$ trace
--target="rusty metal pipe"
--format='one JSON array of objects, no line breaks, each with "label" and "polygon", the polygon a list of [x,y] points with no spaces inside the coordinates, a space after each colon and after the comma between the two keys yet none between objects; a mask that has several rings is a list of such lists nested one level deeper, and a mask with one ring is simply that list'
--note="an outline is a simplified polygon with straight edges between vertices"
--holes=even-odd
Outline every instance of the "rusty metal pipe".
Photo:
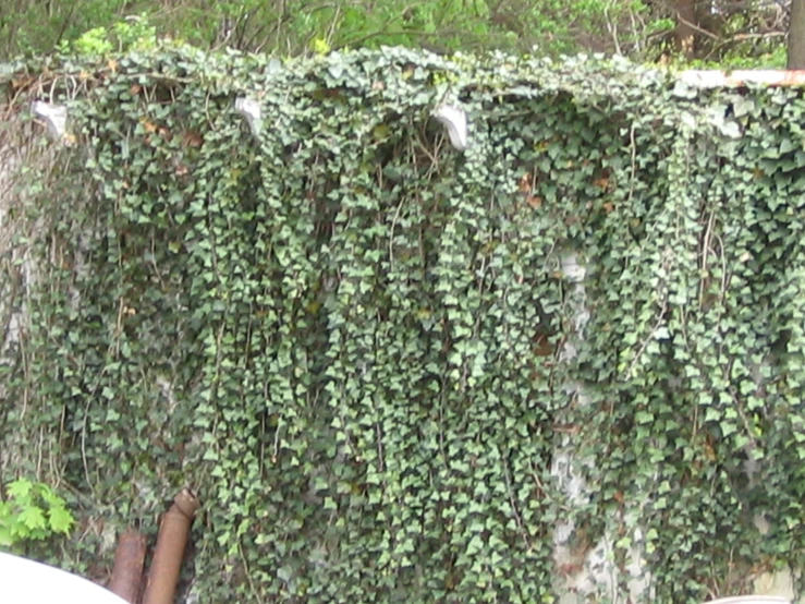
[{"label": "rusty metal pipe", "polygon": [[198,499],[188,488],[183,488],[162,517],[143,604],[173,604],[184,548],[196,510]]},{"label": "rusty metal pipe", "polygon": [[145,552],[145,535],[139,531],[130,529],[118,539],[114,567],[108,589],[130,604],[137,604],[139,601]]}]

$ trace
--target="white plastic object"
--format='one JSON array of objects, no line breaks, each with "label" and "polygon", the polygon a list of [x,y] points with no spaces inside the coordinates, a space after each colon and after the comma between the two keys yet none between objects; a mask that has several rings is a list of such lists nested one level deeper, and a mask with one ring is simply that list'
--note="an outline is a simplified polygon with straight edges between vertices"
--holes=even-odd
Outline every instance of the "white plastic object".
[{"label": "white plastic object", "polygon": [[257,135],[263,126],[263,108],[253,98],[240,97],[235,99],[235,110],[246,118],[252,134]]},{"label": "white plastic object", "polygon": [[467,113],[461,107],[439,105],[432,112],[434,118],[448,129],[450,144],[463,152],[467,149]]},{"label": "white plastic object", "polygon": [[68,123],[68,108],[63,105],[53,105],[44,100],[35,100],[31,104],[31,110],[35,116],[42,118],[48,124],[48,132],[54,138],[64,136]]},{"label": "white plastic object", "polygon": [[0,552],[3,604],[127,604],[109,590],[65,570]]},{"label": "white plastic object", "polygon": [[791,601],[781,595],[735,595],[709,600],[705,604],[791,604]]}]

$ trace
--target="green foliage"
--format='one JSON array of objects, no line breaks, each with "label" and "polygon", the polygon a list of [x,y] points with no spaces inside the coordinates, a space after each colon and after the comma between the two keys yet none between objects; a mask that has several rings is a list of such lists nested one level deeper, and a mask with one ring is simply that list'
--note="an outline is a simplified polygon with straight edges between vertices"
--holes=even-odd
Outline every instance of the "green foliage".
[{"label": "green foliage", "polygon": [[157,45],[157,29],[145,15],[115,23],[109,31],[95,27],[82,34],[75,41],[62,41],[62,53],[105,56],[110,52],[147,51]]},{"label": "green foliage", "polygon": [[[0,14],[0,58],[64,48],[90,53],[120,50],[112,31],[121,25],[137,27],[131,25],[131,15],[141,15],[163,39],[280,57],[321,52],[322,48],[405,46],[442,53],[503,50],[557,57],[607,52],[636,61],[696,60],[728,68],[779,64],[770,63],[769,57],[785,51],[784,9],[759,0],[719,2],[718,12],[705,4],[696,3],[694,52],[681,56],[674,2],[14,0]],[[153,36],[141,34],[135,39],[143,37]]]},{"label": "green foliage", "polygon": [[75,520],[64,499],[47,484],[16,479],[5,485],[5,495],[0,500],[0,547],[70,534]]},{"label": "green foliage", "polygon": [[19,71],[71,144],[28,176],[2,438],[109,522],[191,483],[199,600],[553,602],[559,521],[658,604],[805,561],[800,90],[403,49]]}]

----

Pick out each line in the entries above that contains the string "target".

--target="rusty metal pipe"
--target="white plastic object"
--target="green foliage"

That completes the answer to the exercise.